Aufgabenstellung:
Wandle die Zeilen beginnend bei der Zeile mit „Running retail shelf audit — locate the entrance“ und endend mit der Zeile mit „[187,534,227,569]“ in eine CSV mit den zwei Spalten „eingabe“ und „ausgabe“ um. Jede CSV-Zeile enthält einen Text und seine Antwort, jeweils als ein Feld in Anführungszeichen, wobei Zeilenumbrüche durch Leerzeichen ersetzt werden.

Zeilen des Datensatzes:
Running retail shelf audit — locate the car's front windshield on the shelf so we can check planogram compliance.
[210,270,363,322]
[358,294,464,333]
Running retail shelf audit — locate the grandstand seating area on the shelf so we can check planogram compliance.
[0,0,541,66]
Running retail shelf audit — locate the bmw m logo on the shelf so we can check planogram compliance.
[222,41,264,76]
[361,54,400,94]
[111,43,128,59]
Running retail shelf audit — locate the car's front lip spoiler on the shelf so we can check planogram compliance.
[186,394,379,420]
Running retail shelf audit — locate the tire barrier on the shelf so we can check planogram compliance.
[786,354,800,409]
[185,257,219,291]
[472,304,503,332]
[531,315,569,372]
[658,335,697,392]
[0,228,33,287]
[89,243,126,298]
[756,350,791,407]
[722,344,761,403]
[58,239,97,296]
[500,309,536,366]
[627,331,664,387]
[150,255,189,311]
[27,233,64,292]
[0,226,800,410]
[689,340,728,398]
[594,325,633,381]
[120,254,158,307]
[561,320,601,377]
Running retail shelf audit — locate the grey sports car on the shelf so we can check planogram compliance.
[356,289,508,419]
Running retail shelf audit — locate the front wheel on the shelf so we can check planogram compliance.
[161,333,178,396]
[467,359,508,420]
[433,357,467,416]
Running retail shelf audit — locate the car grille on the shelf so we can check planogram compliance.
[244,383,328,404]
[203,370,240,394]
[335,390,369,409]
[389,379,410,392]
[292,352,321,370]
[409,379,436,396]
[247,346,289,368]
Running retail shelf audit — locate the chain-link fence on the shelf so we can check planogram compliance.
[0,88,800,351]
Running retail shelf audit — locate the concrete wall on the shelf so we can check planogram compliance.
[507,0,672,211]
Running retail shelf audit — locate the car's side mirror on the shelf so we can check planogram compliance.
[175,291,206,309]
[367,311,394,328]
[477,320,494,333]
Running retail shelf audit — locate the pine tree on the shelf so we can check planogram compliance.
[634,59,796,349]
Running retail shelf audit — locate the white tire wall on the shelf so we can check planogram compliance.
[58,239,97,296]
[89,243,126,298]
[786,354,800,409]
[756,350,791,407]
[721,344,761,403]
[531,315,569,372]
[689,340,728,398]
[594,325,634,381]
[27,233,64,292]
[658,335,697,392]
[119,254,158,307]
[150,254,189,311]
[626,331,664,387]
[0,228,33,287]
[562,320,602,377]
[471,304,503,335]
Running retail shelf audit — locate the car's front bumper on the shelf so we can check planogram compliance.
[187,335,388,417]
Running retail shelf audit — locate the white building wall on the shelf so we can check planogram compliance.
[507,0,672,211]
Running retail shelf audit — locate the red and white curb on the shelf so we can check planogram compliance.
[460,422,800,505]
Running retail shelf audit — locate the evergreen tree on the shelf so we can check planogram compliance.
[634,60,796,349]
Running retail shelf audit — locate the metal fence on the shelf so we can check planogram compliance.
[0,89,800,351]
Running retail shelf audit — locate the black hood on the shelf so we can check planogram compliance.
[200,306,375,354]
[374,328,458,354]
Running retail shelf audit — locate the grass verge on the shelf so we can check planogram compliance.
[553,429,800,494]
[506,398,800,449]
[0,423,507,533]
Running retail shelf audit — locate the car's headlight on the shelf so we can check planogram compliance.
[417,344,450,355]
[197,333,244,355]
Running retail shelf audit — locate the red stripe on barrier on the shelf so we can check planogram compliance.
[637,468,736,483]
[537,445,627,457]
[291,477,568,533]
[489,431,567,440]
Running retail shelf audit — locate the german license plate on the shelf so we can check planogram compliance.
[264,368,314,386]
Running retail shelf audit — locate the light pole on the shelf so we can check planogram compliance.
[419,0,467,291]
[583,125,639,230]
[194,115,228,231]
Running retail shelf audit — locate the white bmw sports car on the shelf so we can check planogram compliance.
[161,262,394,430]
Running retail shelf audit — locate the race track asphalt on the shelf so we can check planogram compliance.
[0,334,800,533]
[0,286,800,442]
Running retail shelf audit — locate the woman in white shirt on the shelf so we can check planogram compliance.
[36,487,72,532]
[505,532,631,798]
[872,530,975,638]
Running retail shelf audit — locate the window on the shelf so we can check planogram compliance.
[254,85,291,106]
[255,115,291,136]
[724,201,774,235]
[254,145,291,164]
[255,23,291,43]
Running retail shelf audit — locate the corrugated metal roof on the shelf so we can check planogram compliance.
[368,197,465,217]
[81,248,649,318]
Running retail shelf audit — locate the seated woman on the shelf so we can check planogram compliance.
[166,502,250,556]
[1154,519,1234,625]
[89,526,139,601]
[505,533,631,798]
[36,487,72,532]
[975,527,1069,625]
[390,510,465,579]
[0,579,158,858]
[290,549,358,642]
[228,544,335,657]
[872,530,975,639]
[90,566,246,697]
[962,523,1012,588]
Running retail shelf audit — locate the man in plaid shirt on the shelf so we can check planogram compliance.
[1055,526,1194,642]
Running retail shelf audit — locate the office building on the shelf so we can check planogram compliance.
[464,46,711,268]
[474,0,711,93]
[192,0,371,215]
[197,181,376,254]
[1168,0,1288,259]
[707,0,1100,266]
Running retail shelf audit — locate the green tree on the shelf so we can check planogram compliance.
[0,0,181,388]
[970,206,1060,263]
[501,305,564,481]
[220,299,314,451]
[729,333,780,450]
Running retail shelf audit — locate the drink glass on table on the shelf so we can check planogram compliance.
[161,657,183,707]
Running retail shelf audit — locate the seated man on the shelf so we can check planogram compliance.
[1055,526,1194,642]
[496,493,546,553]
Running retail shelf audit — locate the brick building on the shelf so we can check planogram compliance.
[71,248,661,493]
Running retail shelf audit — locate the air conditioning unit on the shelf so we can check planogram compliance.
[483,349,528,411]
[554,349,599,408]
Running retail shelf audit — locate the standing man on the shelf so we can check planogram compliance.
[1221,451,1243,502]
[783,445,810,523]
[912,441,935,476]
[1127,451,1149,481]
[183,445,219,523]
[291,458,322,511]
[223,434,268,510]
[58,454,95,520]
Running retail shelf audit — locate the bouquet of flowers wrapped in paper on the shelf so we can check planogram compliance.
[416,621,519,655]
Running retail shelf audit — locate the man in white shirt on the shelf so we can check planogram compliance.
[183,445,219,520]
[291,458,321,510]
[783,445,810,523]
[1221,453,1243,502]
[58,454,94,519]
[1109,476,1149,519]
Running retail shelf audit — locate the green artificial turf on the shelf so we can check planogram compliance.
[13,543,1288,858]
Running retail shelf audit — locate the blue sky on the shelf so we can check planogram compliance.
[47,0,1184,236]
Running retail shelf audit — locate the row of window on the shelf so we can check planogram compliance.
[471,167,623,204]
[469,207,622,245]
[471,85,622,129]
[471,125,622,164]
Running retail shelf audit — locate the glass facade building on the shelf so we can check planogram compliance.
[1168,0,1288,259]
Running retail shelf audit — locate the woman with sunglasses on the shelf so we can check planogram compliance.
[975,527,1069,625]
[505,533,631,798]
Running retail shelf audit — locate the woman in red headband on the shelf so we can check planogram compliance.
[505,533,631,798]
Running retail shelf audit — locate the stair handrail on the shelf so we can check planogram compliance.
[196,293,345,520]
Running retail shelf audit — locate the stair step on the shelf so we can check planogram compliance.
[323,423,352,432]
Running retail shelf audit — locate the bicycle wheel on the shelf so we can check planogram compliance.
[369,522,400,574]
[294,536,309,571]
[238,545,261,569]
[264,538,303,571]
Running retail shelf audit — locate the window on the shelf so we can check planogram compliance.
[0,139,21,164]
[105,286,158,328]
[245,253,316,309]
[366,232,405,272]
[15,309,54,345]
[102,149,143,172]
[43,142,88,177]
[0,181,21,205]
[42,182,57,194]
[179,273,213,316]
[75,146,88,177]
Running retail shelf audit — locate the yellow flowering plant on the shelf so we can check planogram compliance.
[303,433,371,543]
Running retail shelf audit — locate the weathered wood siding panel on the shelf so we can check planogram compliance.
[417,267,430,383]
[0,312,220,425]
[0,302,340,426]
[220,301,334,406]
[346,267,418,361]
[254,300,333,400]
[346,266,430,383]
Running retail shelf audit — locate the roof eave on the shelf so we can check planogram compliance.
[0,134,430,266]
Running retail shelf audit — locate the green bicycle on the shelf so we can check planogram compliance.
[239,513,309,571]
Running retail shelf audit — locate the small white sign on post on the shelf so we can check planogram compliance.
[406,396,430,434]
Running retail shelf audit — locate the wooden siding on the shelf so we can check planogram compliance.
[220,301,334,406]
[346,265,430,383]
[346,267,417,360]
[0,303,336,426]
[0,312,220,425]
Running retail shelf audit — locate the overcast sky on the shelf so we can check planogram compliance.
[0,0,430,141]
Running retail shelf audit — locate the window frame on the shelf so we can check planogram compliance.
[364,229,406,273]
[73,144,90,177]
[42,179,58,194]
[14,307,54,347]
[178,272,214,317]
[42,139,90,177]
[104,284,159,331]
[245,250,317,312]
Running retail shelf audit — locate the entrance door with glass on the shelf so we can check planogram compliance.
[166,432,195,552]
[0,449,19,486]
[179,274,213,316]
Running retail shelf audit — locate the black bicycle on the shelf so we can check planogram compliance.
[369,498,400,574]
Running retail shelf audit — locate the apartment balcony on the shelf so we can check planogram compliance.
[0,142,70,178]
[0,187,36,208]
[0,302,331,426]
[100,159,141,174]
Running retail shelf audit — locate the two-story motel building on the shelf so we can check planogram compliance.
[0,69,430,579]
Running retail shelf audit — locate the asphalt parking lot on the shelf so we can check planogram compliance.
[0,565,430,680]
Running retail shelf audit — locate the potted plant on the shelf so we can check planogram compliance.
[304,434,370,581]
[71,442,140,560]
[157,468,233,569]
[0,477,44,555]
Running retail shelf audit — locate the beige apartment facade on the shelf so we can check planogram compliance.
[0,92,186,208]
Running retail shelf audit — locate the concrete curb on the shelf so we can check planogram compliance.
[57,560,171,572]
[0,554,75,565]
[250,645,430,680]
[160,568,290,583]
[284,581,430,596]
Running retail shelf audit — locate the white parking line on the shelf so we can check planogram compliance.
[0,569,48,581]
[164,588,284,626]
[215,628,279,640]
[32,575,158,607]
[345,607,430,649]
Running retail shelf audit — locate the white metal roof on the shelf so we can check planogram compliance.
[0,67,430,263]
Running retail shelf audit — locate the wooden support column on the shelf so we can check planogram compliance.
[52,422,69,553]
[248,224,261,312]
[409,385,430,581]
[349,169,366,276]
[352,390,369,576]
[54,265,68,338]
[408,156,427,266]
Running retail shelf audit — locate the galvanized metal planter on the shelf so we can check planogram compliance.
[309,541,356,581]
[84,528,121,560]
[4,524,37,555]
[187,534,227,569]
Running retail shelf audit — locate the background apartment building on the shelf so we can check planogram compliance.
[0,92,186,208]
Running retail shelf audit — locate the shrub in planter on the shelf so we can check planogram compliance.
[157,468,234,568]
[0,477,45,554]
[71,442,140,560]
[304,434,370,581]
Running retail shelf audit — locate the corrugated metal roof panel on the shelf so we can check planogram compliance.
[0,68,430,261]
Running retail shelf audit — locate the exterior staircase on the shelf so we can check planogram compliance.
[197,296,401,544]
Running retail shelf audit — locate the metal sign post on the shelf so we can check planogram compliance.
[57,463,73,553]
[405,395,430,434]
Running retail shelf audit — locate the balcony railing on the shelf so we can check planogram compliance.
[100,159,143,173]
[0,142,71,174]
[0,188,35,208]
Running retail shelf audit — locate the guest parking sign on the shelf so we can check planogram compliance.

Lösung der Übung:
eingabe,ausgabe
"Running retail shelf audit — locate the entrance door with glass on the shelf so we can check planogram compliance.","[166,432,195,552] [0,449,19,486] [179,274,213,316]"
"Running retail shelf audit — locate the black bicycle on the shelf so we can check planogram compliance.","[369,498,400,574]"
"Running retail shelf audit — locate the apartment balcony on the shelf so we can check planogram compliance.","[0,142,70,178] [0,187,36,208] [0,302,331,426] [100,159,141,174]"
"Running retail shelf audit — locate the two-story motel building on the shelf so we can check planogram compliance.","[0,69,430,579]"
"Running retail shelf audit — locate the asphalt parking lot on the shelf so we can check planogram compliance.","[0,565,430,680]"
"Running retail shelf audit — locate the potted plant on the shelf so we can check planogram compliance.","[304,434,370,581] [71,442,140,560] [157,468,233,569] [0,477,44,555]"
"Running retail shelf audit — locate the beige apartment facade on the shelf so we can check planogram compliance.","[0,92,186,208]"
"Running retail shelf audit — locate the concrete curb on the shelf so we can check planogram compliance.","[57,560,171,572] [0,554,75,565] [250,645,430,680] [160,568,290,583] [284,581,430,596]"
"Running retail shelf audit — locate the white parking line on the shelf so we can check planogram compliance.","[0,569,48,581] [164,588,284,626] [215,628,279,640] [32,575,158,607] [345,607,430,649]"
"Running retail shelf audit — locate the white metal roof on the shelf so we can check planogram compliance.","[0,67,430,263]"
"Running retail shelf audit — locate the wooden support column on the shelf so we can check planogram compliance.","[52,422,69,553] [248,224,261,312] [409,385,430,581] [349,169,366,276] [352,390,369,576] [54,265,68,338] [408,156,427,266]"
"Running retail shelf audit — locate the galvanized metal planter on the shelf so we can check planogram compliance.","[309,541,356,581] [84,528,121,560] [4,524,37,555] [187,534,227,569]"